**Objetivo do exercício:** Informe todas as linhas dos itens abaixo que contêm a palavra "tree", copiando cada uma delas. Diferencie maiúsculas de minúsculas.
--- Itens fornecidos ---
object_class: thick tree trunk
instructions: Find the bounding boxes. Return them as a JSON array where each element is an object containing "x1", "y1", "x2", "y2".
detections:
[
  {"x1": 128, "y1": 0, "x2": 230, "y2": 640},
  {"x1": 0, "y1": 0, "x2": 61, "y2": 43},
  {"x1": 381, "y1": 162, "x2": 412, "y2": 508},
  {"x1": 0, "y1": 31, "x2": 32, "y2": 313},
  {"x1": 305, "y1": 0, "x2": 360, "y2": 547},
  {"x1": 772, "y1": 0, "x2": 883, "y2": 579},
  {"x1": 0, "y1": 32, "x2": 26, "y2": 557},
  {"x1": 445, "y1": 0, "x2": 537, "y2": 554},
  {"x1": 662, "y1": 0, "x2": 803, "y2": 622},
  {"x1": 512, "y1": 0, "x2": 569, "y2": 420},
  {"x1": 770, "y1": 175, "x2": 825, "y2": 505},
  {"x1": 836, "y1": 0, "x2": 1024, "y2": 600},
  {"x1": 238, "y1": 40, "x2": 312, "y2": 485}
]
---
--- Itens fornecidos ---
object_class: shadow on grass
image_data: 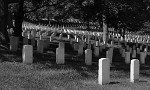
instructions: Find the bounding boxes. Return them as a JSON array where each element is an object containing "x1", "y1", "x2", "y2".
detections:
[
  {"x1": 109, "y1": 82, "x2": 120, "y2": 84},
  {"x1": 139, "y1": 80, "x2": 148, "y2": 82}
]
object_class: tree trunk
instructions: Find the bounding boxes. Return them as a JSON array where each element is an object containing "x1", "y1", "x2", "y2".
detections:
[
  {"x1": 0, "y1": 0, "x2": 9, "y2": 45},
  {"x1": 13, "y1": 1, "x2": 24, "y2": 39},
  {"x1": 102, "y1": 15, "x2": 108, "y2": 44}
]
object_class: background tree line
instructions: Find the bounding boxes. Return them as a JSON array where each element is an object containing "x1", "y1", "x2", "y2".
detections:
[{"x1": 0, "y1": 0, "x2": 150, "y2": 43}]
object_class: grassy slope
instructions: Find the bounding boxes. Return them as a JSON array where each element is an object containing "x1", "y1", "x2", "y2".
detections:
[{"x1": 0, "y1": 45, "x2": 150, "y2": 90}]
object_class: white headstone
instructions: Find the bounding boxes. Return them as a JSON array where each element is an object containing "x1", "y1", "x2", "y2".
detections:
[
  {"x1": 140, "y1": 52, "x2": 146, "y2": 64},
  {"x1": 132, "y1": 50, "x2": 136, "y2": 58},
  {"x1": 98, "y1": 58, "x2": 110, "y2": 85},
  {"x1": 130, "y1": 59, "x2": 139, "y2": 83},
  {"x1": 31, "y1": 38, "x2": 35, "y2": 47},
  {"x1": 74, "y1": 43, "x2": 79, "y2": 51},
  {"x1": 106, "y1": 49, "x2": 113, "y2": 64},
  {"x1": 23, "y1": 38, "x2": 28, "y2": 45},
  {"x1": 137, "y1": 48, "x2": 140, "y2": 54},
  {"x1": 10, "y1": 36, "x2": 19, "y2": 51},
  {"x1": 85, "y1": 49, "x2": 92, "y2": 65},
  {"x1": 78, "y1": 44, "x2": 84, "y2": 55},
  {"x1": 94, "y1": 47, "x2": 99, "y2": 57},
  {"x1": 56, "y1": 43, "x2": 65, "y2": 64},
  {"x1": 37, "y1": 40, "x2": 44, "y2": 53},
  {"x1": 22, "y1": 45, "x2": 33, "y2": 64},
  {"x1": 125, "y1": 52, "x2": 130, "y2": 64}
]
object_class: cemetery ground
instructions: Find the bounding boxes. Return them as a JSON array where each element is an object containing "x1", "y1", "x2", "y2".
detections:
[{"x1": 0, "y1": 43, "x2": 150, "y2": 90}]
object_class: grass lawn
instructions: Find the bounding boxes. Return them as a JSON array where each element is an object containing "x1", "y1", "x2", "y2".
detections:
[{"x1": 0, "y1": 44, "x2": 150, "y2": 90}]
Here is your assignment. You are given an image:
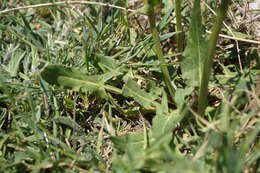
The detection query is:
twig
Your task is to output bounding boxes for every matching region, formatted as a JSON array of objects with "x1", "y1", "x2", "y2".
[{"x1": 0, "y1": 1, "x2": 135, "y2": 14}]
---
**Resposta escrita:**
object_class: thick tree trunk
object_class: tree trunk
object_class: background tree line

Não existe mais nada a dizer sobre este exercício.